-- Opening Marker --
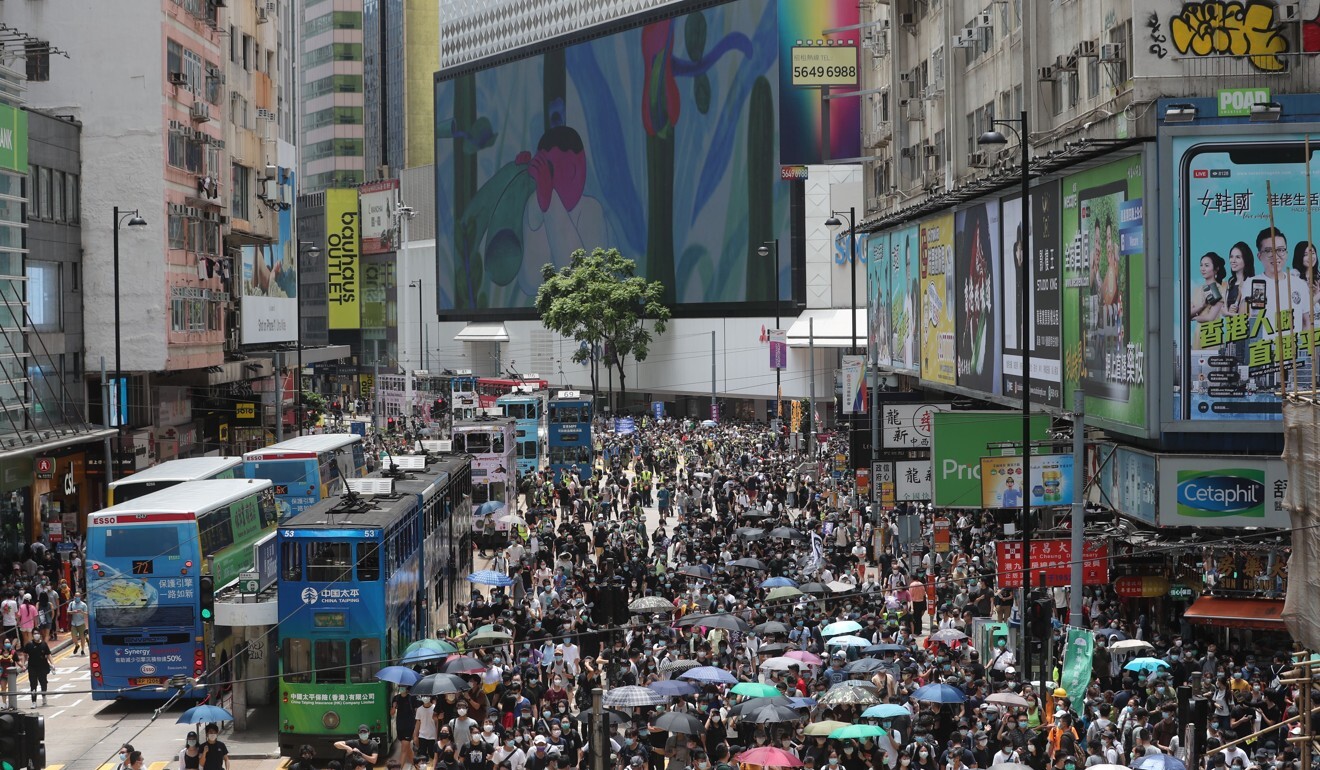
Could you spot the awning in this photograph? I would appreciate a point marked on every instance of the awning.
(483, 332)
(830, 328)
(1237, 613)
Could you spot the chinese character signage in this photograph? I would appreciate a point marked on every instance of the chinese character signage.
(1245, 296)
(342, 252)
(1054, 558)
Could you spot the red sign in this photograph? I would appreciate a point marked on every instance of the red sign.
(1054, 558)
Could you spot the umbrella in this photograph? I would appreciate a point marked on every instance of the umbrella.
(841, 628)
(886, 711)
(750, 564)
(783, 592)
(679, 666)
(768, 757)
(1130, 645)
(631, 696)
(651, 604)
(399, 675)
(677, 721)
(205, 713)
(1145, 665)
(808, 658)
(858, 732)
(755, 690)
(440, 684)
(823, 728)
(848, 641)
(1159, 762)
(673, 687)
(490, 577)
(939, 692)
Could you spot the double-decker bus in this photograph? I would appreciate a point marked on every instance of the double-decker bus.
(528, 414)
(145, 560)
(308, 468)
(357, 587)
(173, 472)
(570, 435)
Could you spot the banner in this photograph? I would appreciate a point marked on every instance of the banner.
(980, 344)
(937, 301)
(778, 348)
(1054, 558)
(961, 440)
(854, 385)
(1076, 668)
(1104, 307)
(1051, 481)
(1236, 340)
(342, 251)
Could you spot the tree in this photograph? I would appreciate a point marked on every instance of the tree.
(598, 299)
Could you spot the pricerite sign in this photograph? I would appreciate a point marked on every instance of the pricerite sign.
(1222, 491)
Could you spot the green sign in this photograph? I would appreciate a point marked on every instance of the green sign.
(958, 443)
(13, 139)
(1238, 102)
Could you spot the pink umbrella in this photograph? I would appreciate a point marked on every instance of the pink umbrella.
(768, 757)
(804, 657)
-- Closing Marker --
▸ YOUR INSTRUCTIONS
Locate the line that contains "Could you spot the double-decker", then please quote it and every line after it to the end of the entries above, exactly and with nothing else.

▸ YOUR RESPONSE
Could you spot the double-decker bus in this photograph? I would appreciate a point marked on every instance of the double-decker bus.
(528, 414)
(145, 560)
(308, 468)
(357, 587)
(173, 472)
(570, 435)
Could you spot the banner in this photograph? I would appreciate a point marked on every instance of the banner.
(980, 344)
(937, 301)
(778, 348)
(1054, 558)
(961, 440)
(854, 385)
(1076, 668)
(1104, 307)
(1051, 481)
(1236, 340)
(342, 251)
Could you spot the tree in this photograph? I would appreciate a point marked on every instance of the tree.
(598, 299)
Could you spot the pricerite sign in this photograph? I would appreciate a point marked on every instance of the pricerite sign.
(1222, 491)
Could you spot the green sign in this photograph? I would appreciate a point marked on every instance of the green sign.
(958, 443)
(13, 139)
(1238, 102)
Could you spot the pink umbrella in this photograph? I would appreciate a point marked on every instance of the pink umbrella.
(768, 757)
(804, 657)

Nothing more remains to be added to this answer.